Task objective
Every line of the material below that contains the string "shaped" must appear in the answer.

Exercise inputs

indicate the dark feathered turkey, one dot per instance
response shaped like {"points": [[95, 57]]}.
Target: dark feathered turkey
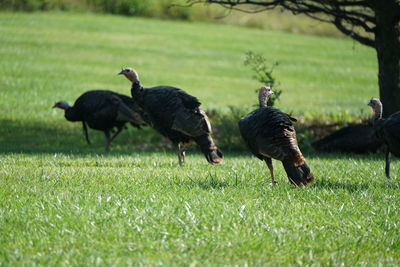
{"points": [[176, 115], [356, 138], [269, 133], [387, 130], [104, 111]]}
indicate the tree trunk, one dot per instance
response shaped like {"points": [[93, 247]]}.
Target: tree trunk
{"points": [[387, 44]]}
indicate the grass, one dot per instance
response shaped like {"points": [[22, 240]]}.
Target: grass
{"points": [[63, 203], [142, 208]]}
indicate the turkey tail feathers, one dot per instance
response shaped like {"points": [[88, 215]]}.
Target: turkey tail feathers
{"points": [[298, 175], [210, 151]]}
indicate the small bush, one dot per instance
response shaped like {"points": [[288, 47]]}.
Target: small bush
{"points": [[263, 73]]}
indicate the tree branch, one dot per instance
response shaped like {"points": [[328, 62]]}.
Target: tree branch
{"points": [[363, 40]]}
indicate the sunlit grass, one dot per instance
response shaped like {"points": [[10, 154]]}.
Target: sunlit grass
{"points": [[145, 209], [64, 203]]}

Task solution
response shaped like {"points": [[95, 57]]}.
response shaped like {"points": [[93, 247]]}.
response shaped like {"points": [[22, 240]]}.
response shaped like {"points": [[88, 215]]}.
response shaped like {"points": [[288, 47]]}.
response shaped like {"points": [[328, 62]]}.
response shaped like {"points": [[10, 154]]}.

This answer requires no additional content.